STATED PROBLEM: Repeat everything from the line containing "Point out tie knot in the photo." down to the line containing "[70,14,98,45]", both included, with no changes.

## start RECORDS SHOWN

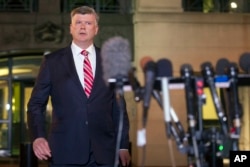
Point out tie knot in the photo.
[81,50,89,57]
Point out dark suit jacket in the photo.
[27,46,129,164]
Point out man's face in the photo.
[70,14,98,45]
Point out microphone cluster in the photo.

## end RECORDS SHOWN
## start RECORDS SHOWN

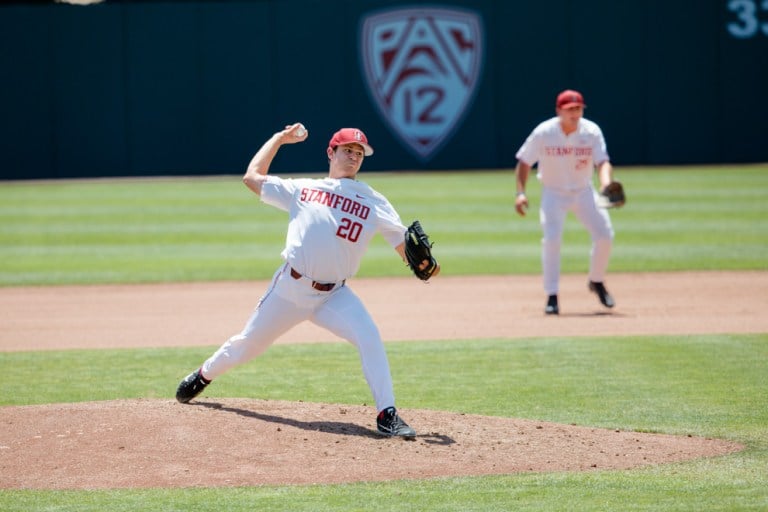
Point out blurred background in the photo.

## end RECORDS SHOWN

FULL ANSWER:
Point out tie knot in the photo.
[81,50,89,57]
Point out dark suit jacket in the photo.
[27,46,129,164]
Point out man's face in the photo.
[70,14,98,45]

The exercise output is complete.